Objective >>
Collect every line of the records below that contains the string "sandy", and treat uppercase and lowercase letters as distinct when matching.

Material for the task >>
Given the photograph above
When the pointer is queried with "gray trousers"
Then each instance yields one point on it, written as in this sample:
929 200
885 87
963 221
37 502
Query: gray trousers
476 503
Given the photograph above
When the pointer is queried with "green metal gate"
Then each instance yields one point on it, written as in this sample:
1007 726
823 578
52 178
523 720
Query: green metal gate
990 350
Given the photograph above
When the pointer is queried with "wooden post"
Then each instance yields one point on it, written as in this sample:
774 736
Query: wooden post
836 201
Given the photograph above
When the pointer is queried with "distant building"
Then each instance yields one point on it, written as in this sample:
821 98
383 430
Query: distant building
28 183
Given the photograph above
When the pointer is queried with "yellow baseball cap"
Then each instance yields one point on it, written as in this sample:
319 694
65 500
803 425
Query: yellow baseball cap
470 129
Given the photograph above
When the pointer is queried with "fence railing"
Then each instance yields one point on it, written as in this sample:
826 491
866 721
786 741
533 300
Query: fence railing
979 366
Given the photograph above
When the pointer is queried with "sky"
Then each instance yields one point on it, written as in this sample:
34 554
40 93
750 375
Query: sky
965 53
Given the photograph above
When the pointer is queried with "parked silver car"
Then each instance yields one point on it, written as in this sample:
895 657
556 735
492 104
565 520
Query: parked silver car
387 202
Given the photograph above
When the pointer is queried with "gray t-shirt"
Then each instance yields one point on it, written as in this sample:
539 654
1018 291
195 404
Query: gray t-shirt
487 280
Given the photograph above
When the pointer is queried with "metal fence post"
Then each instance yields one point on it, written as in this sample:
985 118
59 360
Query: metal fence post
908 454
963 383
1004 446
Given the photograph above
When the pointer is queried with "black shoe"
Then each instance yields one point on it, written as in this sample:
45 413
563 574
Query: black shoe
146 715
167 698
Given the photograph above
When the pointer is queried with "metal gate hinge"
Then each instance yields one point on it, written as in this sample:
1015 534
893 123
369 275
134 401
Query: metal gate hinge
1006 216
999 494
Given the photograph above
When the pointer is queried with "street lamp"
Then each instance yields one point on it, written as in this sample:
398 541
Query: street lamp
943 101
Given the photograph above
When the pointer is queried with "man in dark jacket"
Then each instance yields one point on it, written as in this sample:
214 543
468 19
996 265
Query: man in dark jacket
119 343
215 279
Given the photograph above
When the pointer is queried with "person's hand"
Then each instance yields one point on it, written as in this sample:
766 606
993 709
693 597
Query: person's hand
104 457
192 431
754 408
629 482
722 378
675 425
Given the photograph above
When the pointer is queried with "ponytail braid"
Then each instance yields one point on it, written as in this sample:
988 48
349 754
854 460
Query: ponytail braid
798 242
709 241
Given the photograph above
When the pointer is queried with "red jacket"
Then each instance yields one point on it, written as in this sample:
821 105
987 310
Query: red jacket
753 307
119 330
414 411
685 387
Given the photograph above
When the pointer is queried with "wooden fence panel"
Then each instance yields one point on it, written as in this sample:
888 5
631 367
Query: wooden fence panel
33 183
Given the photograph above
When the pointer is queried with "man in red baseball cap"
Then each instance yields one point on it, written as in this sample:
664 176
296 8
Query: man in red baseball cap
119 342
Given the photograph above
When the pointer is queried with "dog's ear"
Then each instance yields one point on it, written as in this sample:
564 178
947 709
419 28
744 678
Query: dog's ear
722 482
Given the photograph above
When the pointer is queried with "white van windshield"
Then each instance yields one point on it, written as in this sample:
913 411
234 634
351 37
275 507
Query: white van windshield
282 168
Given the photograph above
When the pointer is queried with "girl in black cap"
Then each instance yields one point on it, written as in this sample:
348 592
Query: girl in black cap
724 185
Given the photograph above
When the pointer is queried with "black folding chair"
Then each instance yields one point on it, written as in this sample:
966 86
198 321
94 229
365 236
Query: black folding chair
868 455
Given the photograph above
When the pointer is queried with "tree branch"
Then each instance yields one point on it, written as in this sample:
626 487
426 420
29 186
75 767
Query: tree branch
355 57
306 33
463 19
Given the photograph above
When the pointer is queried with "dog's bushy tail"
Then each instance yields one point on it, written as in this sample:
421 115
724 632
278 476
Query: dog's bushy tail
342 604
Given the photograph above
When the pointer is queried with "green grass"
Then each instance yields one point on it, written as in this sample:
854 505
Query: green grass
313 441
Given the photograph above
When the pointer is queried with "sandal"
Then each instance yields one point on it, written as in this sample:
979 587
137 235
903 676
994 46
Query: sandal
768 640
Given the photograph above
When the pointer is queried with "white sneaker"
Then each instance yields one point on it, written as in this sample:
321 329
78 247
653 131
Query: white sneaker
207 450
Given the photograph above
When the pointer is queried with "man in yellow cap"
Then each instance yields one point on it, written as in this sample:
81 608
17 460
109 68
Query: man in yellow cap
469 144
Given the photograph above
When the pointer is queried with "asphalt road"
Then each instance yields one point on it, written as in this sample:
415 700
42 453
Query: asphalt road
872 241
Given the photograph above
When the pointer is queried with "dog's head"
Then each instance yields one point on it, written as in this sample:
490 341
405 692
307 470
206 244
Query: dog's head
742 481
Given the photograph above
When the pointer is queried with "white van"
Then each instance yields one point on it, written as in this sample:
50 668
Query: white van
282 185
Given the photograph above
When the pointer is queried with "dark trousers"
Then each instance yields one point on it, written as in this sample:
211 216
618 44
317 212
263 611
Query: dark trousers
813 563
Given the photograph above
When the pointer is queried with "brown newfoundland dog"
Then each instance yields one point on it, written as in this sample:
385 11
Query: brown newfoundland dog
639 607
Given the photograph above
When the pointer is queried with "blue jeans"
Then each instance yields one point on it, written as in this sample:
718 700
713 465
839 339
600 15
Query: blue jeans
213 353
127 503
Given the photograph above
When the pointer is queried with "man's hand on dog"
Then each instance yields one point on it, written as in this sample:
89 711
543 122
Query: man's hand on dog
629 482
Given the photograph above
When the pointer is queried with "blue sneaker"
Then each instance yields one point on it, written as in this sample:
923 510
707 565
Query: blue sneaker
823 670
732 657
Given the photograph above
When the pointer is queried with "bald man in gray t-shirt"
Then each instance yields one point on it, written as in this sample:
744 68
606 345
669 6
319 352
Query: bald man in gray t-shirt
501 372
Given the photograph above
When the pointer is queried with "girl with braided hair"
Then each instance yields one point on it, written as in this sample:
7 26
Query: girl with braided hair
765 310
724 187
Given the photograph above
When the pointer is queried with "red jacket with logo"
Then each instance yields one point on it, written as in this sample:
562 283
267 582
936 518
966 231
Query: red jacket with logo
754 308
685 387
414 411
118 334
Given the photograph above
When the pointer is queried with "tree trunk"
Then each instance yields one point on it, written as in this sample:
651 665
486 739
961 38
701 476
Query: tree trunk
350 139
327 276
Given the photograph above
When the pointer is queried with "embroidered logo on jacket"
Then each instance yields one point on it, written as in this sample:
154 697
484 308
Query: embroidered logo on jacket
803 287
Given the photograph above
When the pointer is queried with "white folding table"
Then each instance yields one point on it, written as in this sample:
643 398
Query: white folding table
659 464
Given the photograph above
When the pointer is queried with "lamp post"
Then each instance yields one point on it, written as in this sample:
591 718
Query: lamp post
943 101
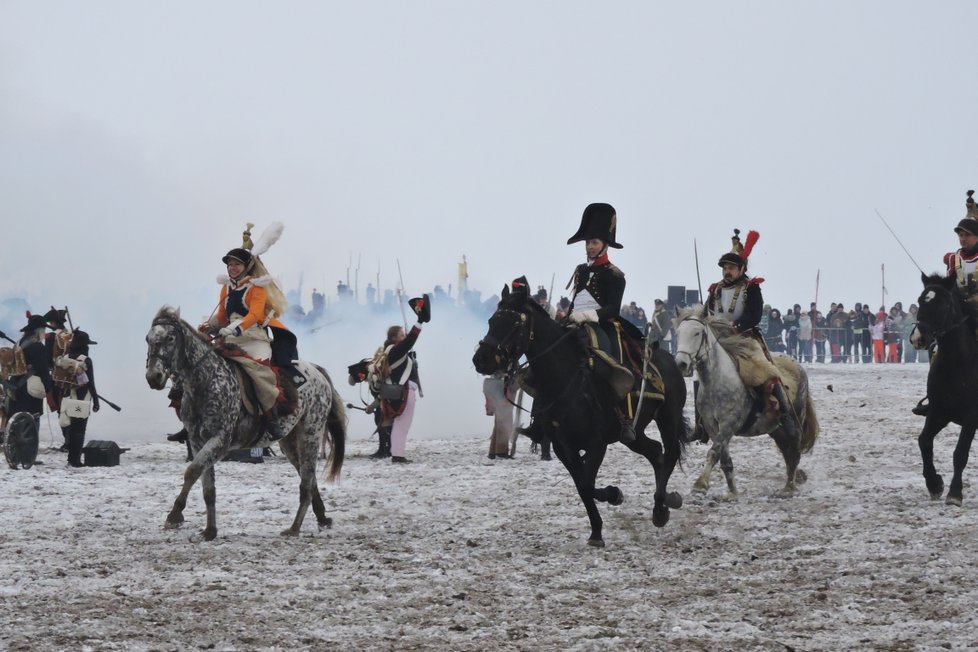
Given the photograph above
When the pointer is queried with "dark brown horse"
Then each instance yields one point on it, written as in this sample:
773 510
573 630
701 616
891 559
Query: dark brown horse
946 319
577 410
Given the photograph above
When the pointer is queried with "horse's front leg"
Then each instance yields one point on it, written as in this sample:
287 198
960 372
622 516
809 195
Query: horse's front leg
210 500
787 440
961 452
925 441
572 462
726 465
202 459
702 484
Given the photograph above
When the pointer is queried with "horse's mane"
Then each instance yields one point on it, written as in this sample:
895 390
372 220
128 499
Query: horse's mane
731 341
968 309
170 313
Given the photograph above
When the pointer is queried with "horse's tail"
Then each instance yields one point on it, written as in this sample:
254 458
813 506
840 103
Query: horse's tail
810 427
335 433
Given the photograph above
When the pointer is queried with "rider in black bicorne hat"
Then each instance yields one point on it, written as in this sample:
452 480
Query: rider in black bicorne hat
963 266
598 289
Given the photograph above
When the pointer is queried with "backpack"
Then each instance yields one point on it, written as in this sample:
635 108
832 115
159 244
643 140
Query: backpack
379 375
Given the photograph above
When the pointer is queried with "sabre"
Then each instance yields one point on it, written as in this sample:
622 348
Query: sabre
898 242
400 293
109 403
699 284
645 369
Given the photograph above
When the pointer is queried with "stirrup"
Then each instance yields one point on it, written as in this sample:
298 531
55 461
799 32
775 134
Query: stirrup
921 409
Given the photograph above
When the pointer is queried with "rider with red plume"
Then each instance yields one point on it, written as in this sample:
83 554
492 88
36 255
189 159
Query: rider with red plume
738 297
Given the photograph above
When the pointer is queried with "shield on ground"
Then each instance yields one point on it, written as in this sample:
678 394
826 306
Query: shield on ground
20 444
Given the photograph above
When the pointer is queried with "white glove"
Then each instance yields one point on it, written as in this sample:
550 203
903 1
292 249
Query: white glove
580 316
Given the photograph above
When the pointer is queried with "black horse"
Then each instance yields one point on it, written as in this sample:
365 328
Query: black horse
946 318
577 410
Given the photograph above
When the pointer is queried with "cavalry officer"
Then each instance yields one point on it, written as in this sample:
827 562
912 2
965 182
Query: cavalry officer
248 307
598 288
738 298
962 265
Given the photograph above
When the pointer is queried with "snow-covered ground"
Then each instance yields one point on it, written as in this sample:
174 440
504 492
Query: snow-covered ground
459 552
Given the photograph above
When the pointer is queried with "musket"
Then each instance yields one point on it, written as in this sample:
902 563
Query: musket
699 284
400 293
898 242
109 403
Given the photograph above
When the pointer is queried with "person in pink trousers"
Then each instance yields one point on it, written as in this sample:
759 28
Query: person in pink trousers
404 372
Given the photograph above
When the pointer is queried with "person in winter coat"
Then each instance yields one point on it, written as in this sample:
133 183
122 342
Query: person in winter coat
773 334
76 397
404 372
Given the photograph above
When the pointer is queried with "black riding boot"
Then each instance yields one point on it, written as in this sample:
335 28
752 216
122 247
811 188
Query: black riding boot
384 446
777 391
922 407
627 433
178 436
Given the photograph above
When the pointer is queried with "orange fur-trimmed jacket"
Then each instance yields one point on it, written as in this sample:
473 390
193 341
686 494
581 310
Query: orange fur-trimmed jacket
253 298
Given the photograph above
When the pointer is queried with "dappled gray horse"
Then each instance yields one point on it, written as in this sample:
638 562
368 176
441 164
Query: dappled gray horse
217 421
725 404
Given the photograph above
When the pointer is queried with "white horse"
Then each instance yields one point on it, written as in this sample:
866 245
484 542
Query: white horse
726 406
217 420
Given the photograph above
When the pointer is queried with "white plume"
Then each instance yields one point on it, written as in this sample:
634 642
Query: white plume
269 236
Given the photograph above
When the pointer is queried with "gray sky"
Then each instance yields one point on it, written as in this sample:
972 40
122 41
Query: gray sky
136 138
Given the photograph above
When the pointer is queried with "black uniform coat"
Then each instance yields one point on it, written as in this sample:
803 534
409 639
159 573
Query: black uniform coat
753 303
605 282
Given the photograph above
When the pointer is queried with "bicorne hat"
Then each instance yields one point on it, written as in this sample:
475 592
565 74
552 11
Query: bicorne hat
969 224
81 340
33 323
599 221
243 256
56 317
739 253
521 285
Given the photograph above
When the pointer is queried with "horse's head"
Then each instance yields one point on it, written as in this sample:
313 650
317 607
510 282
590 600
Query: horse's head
162 341
691 338
509 334
940 310
357 373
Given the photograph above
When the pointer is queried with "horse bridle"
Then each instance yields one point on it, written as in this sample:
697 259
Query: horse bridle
522 331
695 357
935 333
154 354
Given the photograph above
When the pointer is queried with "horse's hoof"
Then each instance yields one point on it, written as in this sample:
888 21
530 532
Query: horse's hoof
674 500
787 491
660 516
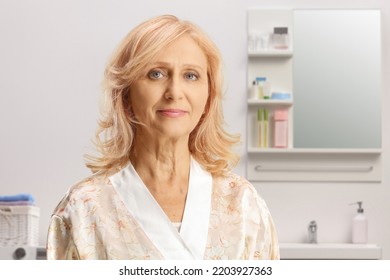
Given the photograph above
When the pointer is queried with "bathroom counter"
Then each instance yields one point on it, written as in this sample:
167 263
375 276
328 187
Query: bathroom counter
330 251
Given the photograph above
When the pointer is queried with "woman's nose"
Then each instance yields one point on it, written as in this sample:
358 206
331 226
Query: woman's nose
174 89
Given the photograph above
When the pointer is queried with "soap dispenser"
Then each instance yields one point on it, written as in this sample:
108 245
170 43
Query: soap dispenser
359 225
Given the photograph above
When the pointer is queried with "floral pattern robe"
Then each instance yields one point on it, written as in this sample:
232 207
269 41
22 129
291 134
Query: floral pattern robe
105 218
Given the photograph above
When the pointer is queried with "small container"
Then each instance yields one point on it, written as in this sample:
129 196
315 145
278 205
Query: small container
280 129
280 38
359 226
254 91
261 81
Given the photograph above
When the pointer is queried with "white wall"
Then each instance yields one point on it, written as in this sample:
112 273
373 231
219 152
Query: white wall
52 55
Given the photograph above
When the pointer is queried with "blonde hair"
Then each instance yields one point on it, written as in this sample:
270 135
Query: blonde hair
208 143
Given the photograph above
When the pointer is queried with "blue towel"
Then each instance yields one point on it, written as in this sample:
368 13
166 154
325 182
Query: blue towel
17 197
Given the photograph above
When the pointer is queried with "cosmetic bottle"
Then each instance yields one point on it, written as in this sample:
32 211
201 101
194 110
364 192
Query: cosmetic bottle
254 91
280 129
359 225
260 128
265 128
260 81
280 38
266 90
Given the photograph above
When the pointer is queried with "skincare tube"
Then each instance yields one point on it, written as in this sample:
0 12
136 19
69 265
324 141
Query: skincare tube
265 128
260 128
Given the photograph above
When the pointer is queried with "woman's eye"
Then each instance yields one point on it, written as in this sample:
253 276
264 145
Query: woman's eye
155 74
191 76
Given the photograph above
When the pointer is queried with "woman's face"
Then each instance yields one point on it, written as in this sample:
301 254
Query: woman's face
171 96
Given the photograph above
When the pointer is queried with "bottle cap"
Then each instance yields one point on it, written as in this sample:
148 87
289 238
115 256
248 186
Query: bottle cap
360 209
281 115
280 30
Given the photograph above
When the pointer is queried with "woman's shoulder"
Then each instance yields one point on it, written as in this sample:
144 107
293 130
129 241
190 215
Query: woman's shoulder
86 191
233 182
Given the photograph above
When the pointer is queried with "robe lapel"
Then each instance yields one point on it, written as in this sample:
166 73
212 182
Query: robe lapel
195 224
191 242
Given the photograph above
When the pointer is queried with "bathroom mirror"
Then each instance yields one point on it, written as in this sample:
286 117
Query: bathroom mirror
337 79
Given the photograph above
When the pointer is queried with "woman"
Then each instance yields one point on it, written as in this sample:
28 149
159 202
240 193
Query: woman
161 187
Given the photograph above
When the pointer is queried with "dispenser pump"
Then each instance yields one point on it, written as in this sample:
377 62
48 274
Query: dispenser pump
359 225
360 209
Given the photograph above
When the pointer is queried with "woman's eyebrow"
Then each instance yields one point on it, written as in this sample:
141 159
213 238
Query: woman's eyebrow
167 65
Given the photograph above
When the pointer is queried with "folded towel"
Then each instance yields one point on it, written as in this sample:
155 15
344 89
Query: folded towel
15 203
17 197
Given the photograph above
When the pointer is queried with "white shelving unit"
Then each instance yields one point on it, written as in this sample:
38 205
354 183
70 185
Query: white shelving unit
274 64
292 164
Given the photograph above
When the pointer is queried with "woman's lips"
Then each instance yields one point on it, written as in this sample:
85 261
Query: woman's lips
172 113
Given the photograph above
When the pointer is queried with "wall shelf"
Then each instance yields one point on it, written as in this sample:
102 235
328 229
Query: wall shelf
313 151
271 53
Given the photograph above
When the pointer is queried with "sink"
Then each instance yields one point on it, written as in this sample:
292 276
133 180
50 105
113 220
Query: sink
330 251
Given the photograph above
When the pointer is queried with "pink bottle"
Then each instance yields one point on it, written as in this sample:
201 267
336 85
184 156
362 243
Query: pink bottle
280 129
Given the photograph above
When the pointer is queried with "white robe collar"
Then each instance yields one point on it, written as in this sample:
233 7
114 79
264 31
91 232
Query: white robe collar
190 243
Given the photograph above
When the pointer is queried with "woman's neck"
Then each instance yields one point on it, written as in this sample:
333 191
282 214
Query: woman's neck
162 164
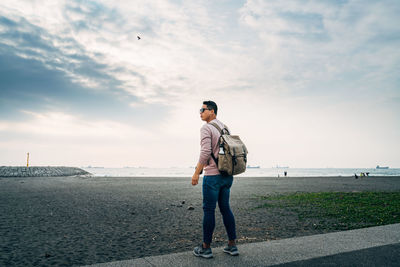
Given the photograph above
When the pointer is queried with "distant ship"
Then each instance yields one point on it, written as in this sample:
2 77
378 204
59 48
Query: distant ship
379 167
252 167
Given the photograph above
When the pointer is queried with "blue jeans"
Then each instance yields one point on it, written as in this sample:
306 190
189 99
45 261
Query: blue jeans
217 188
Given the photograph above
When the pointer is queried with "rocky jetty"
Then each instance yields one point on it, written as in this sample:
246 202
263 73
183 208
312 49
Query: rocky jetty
8 171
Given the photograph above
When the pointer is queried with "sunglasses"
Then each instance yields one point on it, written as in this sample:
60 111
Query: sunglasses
203 109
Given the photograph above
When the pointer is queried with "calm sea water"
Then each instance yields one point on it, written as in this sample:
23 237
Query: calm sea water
257 172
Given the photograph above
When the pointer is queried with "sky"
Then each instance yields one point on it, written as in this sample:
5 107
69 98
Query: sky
303 83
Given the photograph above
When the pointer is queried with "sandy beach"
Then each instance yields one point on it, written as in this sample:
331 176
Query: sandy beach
72 221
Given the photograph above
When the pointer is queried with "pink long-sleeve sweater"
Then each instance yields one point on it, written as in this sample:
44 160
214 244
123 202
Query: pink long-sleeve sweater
209 136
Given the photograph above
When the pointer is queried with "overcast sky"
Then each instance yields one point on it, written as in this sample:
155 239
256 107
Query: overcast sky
304 83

Solution to the exercise >>
When the pointer is queried with "sandy beach"
Query: sandy beach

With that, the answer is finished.